■ **Stated task A**: Copy the entries word for word, from the line with "wavy brown hair?" to the line with "[457,429,507,543]", both lines included.

■ **Source passage**:

Implement SWA (Sliding Window Attention) for Llama-2 7B

gangaraju09 commented 7 months ago

Feature request

Hi,

I have access to Llama-2 7B weights and am wondering how to write a wrapper which replaces the standard vanilla attention (or Grouped Attention) present in Llama-2 to SWA (as explained in Longformer (https://arxiv.org/abs/2004.05150v2) and implemented in Mistral-7B - https://github.com/mistralai/mistral-src/blob/main/mistral/model.py#L60)

Ideally, it should be:

vanilla_model = AutoModelForCausalLM(checkpoint)
swa_model = AutoModelForCausalLM(checkpoint, attention_type='swa')

Motivation

One can load the weights using AutoModelForCausalLM and instead of using the standard Attention block, this has to use the SWAClass. This ideally can help for faster inference.

P.S: Most likely, a standard drop-in replacement of SWA from Vanilla might drop in performance! So, if there's any suggestion on how to recover the model's performance after the replacement, that would be super helpful!

Alternatively, if this is already implemented, please share the resources! I was unable to find any blogs/code-base except (https://github.com/lucidrains/local-attention)

Your contribution

I can contribute to the PR if there's some help in understanding how to proceed with this!

ArthurZucker commented 7 months ago

Hey! This can be easily done with a custom SlidingWindowLlamaAttention that you register to the LLAMA_ATTENTION_CLASSES 😉

NamburiSrinath commented 7 months ago

Hey @ArthurZucker,

Do you think this feature is actually useful? If we just replace the standard attention with SWA as a drop-in replacement, without any finetuning; won't the performance drop?

What are your thoughts?

ArthurZucker commented 7 months ago

I don't think perf should drop that much, as it would be kind of like SinkCache in a way. But we don't know until we try! Closing as completed since you can use the LLAMA_ATTENTION_CLASSES 😉

NamburiSrinath commented 6 months ago

Hi @ArthurZucker,

Here's what I tried out (in transformers/models/llama/modeling_llama.py)

def _make_causal_mask(
    input_ids_shape: torch.Size, dtype: torch.dtype, device: torch.device, past_key_values_length: int = 0,
    window_size: int=0):
    """
    Make causal mask used for bi-directional self-attention.
    """
    bsz, tgt_len = input_ids_shape
    mask = torch.full((tgt_len, tgt_len), torch.finfo(dtype).min, device=device)
    # standard causal attention!
    # mask_cond = torch.arange(mask.size(-1), device=device)
    # mask.masked_fill_(mask_cond < (mask_cond + 1).view(mask.size(-1), 1), 0)

    # slided window attention mask!!
    for i in range(tgt_len):
        start = max(0, i - window_size + 1)
        end = min(tgt_len, i + 1)
        mask[i, start:end] = 0
    mask = mask.to(dtype)
    if past_key_values_length > 0:
        mask = torch.cat([torch.zeros(tgt_len, past_key_values_length, dtype=dtype, device=device), mask], dim=-1)
    return mask[None, None, :, :].expand(bsz, 1, tgt_len, tgt_len + past_key_values_length)

■ **Data to use**:

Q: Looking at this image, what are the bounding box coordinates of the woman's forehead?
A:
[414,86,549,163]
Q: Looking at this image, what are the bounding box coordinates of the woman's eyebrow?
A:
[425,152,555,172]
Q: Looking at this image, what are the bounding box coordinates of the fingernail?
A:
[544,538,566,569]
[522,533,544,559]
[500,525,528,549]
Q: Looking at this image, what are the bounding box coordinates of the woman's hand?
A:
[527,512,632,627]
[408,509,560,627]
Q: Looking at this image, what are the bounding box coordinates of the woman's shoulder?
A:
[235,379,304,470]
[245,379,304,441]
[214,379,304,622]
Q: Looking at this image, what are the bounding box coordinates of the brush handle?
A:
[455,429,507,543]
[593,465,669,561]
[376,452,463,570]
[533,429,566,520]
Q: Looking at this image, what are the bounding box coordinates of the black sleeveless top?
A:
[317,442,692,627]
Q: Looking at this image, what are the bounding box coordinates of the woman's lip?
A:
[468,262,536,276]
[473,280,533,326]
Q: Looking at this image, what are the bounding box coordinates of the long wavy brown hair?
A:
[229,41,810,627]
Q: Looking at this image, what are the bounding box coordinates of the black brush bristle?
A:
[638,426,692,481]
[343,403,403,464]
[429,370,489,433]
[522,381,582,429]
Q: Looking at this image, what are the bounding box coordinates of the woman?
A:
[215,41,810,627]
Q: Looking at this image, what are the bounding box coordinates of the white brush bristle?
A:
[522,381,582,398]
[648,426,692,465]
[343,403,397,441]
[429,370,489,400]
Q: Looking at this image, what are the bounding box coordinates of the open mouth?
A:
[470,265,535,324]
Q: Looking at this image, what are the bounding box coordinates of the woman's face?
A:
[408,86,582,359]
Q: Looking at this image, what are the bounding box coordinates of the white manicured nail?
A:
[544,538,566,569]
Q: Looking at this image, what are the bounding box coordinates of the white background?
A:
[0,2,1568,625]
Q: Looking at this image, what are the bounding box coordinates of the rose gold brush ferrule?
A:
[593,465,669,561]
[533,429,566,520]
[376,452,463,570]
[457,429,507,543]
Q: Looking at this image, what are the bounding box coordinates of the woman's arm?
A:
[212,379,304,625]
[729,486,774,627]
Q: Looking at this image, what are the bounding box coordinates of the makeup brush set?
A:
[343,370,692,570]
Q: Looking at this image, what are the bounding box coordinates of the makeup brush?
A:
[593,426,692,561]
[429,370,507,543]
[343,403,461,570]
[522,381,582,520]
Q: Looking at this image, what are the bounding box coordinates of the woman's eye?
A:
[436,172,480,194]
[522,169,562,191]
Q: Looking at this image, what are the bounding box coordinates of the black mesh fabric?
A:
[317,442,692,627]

■ **Stated task B**:
Answer these questions from the thread on sliding window attention for Llama-2 7B:
(i) Which model is cited in the feature request as already implementing SWA?
(ii) Where does ArthurZucker say a custom SlidingWindowLlamaAttention should be registered?
(iii) In which file did NamburiSrinath try out the changed mask code?

■ **Response A**:
Q: Looking at this image, what are the bounding box coordinates of the long wavy brown hair?
A:
[229,41,810,627]
Q: Looking at this image, what are the bounding box coordinates of the black brush bristle?
A:
[638,426,692,481]
[343,403,403,464]
[429,370,489,433]
[522,381,582,429]
Q: Looking at this image, what are the bounding box coordinates of the woman?
A:
[215,41,810,627]
Q: Looking at this image, what are the bounding box coordinates of the white brush bristle?
A:
[522,381,582,398]
[648,426,692,465]
[343,403,397,441]
[429,370,489,400]
Q: Looking at this image, what are the bounding box coordinates of the open mouth?
A:
[470,265,535,324]
Q: Looking at this image, what are the bounding box coordinates of the woman's face?
A:
[408,86,582,359]
Q: Looking at this image, what are the bounding box coordinates of the white manicured nail?
A:
[544,538,566,569]
Q: Looking at this image, what are the bounding box coordinates of the white background?
A:
[0,2,1568,625]
Q: Looking at this image, what are the bounding box coordinates of the rose gold brush ferrule?
A:
[593,465,669,561]
[533,429,566,520]
[376,452,463,570]
[457,429,507,543]

■ **Response B**:
(i) Mistral-7B
(ii) LLAMA_ATTENTION_CLASSES
(iii) transformers/models/llama/modeling_llama.py